* _Data records_:
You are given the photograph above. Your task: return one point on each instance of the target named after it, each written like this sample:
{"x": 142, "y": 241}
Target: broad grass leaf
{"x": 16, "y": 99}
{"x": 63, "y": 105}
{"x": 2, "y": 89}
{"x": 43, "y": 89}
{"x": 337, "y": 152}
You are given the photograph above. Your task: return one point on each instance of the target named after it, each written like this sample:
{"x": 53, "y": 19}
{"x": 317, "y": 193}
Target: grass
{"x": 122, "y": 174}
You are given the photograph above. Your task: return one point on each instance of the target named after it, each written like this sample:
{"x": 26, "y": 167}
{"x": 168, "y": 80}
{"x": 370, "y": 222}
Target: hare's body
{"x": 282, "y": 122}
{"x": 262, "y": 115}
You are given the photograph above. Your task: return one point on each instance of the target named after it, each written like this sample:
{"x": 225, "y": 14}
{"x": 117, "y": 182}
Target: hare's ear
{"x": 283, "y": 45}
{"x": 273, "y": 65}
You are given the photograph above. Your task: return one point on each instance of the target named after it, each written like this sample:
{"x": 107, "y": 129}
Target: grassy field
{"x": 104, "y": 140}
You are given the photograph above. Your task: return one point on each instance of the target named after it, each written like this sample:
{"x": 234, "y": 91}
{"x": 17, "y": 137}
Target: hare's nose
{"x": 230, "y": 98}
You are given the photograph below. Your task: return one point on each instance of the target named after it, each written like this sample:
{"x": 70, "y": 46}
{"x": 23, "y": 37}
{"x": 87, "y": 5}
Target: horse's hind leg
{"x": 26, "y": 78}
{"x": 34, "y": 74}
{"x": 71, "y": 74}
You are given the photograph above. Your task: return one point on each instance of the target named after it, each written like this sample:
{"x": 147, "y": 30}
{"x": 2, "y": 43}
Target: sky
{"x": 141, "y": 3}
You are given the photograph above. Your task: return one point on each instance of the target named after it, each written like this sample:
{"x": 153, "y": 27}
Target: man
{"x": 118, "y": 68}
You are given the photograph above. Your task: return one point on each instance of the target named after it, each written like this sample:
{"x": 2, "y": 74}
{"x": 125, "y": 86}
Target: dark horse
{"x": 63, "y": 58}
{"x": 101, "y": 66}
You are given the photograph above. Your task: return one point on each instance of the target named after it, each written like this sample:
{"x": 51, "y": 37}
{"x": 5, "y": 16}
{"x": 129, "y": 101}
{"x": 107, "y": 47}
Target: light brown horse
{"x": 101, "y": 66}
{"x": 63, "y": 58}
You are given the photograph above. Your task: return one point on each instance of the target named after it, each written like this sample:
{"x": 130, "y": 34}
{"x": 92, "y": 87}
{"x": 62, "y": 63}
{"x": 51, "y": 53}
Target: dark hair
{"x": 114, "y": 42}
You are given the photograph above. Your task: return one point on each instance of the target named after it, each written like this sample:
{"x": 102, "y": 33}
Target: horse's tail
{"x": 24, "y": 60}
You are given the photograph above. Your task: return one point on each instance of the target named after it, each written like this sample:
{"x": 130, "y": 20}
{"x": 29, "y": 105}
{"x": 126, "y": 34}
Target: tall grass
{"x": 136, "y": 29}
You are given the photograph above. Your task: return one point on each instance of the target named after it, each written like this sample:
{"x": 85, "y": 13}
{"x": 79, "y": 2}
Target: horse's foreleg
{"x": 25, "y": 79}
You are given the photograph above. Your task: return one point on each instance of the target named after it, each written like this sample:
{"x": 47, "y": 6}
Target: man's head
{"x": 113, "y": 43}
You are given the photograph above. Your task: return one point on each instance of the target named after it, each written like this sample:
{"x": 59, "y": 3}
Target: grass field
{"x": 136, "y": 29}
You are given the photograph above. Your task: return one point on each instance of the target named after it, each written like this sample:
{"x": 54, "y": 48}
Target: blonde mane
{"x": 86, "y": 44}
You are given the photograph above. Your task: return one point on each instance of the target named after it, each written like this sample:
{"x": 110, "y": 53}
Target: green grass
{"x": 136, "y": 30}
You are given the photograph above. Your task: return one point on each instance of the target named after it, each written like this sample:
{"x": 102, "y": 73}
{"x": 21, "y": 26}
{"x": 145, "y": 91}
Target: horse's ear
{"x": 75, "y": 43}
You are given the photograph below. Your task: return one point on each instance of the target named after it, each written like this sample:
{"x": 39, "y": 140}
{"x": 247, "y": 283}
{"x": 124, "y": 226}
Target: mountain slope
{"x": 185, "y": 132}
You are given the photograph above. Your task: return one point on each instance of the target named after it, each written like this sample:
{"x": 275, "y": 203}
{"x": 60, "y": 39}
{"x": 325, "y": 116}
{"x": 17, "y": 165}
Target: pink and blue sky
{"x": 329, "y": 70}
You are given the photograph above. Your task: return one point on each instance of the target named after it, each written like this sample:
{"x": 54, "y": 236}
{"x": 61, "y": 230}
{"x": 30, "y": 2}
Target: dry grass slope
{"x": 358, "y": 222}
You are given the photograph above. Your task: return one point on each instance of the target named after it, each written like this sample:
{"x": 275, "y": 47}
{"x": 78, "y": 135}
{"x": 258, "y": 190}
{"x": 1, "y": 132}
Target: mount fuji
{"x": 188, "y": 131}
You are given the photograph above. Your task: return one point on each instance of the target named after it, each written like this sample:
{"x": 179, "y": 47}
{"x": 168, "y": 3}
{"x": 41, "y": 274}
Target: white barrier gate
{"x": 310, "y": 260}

* _Task directions_: Every line of the data above is to be copied out exactly.

* _Your response_:
You are given the photograph above. Your task: return one point on each instance of the target named after it, each written like this sample:
{"x": 142, "y": 241}
Target: broad grass leaf
{"x": 16, "y": 99}
{"x": 63, "y": 105}
{"x": 2, "y": 89}
{"x": 43, "y": 89}
{"x": 337, "y": 152}
You are given the photograph above. Your task: return one point on each instance of the target named after it, each written like this sample:
{"x": 53, "y": 19}
{"x": 317, "y": 193}
Target: grass
{"x": 122, "y": 174}
You are given the photograph above. Your task: return one point on each instance of the target named after it, each written like this sample:
{"x": 26, "y": 167}
{"x": 168, "y": 80}
{"x": 370, "y": 222}
Target: hare's body
{"x": 282, "y": 122}
{"x": 262, "y": 115}
You are given the photograph above. Your task: return one point on each instance of the target named after it, each written like this sample:
{"x": 225, "y": 14}
{"x": 117, "y": 182}
Target: hare's ear
{"x": 283, "y": 45}
{"x": 273, "y": 65}
You are given the photograph above. Your task: return one point on each instance of the target named after it, each written like this sample:
{"x": 107, "y": 129}
Target: grassy field
{"x": 104, "y": 140}
You are given the photograph above. Your task: return one point on each instance of the target named after it, each written like this sample:
{"x": 234, "y": 91}
{"x": 17, "y": 137}
Target: hare's nose
{"x": 230, "y": 98}
You are given the photograph below. Your task: return one point on each instance of the target named after it, each written like this sample:
{"x": 70, "y": 46}
{"x": 23, "y": 37}
{"x": 87, "y": 5}
Target: horse's hind leg
{"x": 26, "y": 78}
{"x": 34, "y": 74}
{"x": 71, "y": 74}
You are given the photograph above. Your task: return one point on each instance of the target named after it, each written like this sample:
{"x": 147, "y": 30}
{"x": 2, "y": 43}
Target: sky
{"x": 141, "y": 3}
You are given the photograph above. Your task: return one point on each instance of the target named after it, each written like this sample:
{"x": 153, "y": 27}
Target: man
{"x": 118, "y": 68}
You are given the photograph above. Your task: return one point on each instance of the target named after it, each written like this sample:
{"x": 2, "y": 74}
{"x": 125, "y": 86}
Target: dark horse
{"x": 63, "y": 58}
{"x": 101, "y": 66}
You are given the photograph above. Your task: return one point on each instance of the target named after it, each written like this sample:
{"x": 51, "y": 37}
{"x": 5, "y": 16}
{"x": 129, "y": 101}
{"x": 107, "y": 47}
Target: light brown horse
{"x": 101, "y": 66}
{"x": 63, "y": 58}
You are given the photograph above. Your task: return one point on each instance of the target named after it, each written like this sample:
{"x": 130, "y": 34}
{"x": 92, "y": 87}
{"x": 62, "y": 63}
{"x": 51, "y": 53}
Target: dark hair
{"x": 114, "y": 42}
You are given the photograph above. Your task: return one point on each instance of the target named after it, each written like this sample:
{"x": 102, "y": 33}
Target: horse's tail
{"x": 24, "y": 60}
You are given the photograph above. Your task: return one point on each instance of the target named after it, each written like this sample:
{"x": 130, "y": 20}
{"x": 29, "y": 105}
{"x": 126, "y": 34}
Target: tall grass
{"x": 136, "y": 29}
You are given the photograph above. Your task: return one point on each instance of the target named after it, each written like this sample:
{"x": 85, "y": 13}
{"x": 79, "y": 2}
Target: horse's foreleg
{"x": 25, "y": 79}
You are given the photograph above. Your task: return one point on each instance of the target named after it, each written like this sample:
{"x": 47, "y": 6}
Target: man's head
{"x": 113, "y": 43}
You are given the photograph above. Your task: return one point on each instance of the target named after it, each written like this sample:
{"x": 59, "y": 3}
Target: grass field
{"x": 136, "y": 29}
You are given the photograph above. Your task: return one point on each instance of the target named after it, each written like this sample:
{"x": 54, "y": 48}
Target: blonde mane
{"x": 86, "y": 44}
You are given the photograph above. Your task: return one point on each instance of the target named after it, each written like this sample:
{"x": 110, "y": 53}
Target: green grass
{"x": 136, "y": 30}
You are given the photograph above. Your task: return one point on each instance of the target named after it, each written like this sample:
{"x": 102, "y": 73}
{"x": 21, "y": 26}
{"x": 145, "y": 91}
Target: horse's ear
{"x": 75, "y": 43}
You are given the photograph below. Your task: return one point on each instance of the target named after it, each written like this sample:
{"x": 39, "y": 140}
{"x": 247, "y": 283}
{"x": 124, "y": 226}
Target: mountain slope
{"x": 185, "y": 132}
You are given the photograph above. Your task: return one point on each instance of the target named after it, each written like this sample:
{"x": 275, "y": 203}
{"x": 60, "y": 39}
{"x": 325, "y": 116}
{"x": 17, "y": 165}
Target: pink and blue sky
{"x": 329, "y": 70}
You are given the photograph above. Your task: return one point on each instance of the target named after it, each written like this sample:
{"x": 54, "y": 236}
{"x": 61, "y": 230}
{"x": 30, "y": 2}
Target: dry grass slope
{"x": 358, "y": 222}
You are given the photograph above. Your task: return one point on each instance of the target named after it, each written like this sample:
{"x": 275, "y": 47}
{"x": 78, "y": 135}
{"x": 258, "y": 190}
{"x": 1, "y": 132}
Target: mount fuji
{"x": 188, "y": 131}
You are given the photograph above. Your task: return one point on each instance of the target named after it, each written like this sample:
{"x": 179, "y": 47}
{"x": 168, "y": 3}
{"x": 41, "y": 274}
Target: white barrier gate
{"x": 310, "y": 260}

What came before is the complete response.